(Records from a point labeling set)
==*==
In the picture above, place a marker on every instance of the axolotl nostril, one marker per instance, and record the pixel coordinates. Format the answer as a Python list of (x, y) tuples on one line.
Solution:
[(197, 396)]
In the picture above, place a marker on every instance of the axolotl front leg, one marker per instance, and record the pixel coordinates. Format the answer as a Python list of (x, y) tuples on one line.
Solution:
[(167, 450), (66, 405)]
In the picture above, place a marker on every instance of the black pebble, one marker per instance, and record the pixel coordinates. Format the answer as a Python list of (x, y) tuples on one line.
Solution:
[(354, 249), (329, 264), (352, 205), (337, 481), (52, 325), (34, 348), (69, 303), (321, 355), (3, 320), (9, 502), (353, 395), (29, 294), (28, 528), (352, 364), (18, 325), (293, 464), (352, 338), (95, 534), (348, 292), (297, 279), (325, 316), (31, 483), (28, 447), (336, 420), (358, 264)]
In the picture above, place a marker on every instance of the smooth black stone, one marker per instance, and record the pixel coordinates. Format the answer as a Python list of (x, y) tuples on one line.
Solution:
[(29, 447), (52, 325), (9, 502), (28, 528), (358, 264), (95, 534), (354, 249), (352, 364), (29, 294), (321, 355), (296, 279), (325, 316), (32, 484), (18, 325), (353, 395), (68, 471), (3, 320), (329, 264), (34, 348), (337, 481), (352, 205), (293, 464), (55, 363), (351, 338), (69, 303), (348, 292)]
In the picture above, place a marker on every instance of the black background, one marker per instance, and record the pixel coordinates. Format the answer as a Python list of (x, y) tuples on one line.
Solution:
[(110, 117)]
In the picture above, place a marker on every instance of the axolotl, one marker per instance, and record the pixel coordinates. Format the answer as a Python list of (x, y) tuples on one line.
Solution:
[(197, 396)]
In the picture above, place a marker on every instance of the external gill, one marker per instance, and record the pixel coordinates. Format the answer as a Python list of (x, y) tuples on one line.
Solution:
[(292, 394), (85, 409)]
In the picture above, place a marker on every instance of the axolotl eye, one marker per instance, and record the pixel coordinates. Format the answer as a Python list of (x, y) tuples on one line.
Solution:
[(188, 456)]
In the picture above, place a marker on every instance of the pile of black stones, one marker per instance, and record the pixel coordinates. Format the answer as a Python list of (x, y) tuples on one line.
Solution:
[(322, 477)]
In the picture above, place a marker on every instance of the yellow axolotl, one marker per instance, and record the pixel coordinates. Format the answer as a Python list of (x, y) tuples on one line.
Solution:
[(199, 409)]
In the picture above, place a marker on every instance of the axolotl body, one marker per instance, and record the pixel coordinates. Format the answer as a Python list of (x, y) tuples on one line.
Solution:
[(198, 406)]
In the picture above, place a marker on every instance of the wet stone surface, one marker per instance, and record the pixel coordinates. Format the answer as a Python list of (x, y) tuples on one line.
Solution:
==*==
## AIM OF THE EXERCISE
Could you edit the data from the line holding "of the pile" through the line holding "[(322, 477)]", inclusive, so that "pile of black stones" becomes "heap of black stones" and nothing else changes?

## ANSWER BELOW
In the picture above, place a marker on every instance of the heap of black stones, one marker per instance, and record the pixel coordinates. Format the answer as a Python list of (x, y) tuples on one line.
Solution:
[(322, 477)]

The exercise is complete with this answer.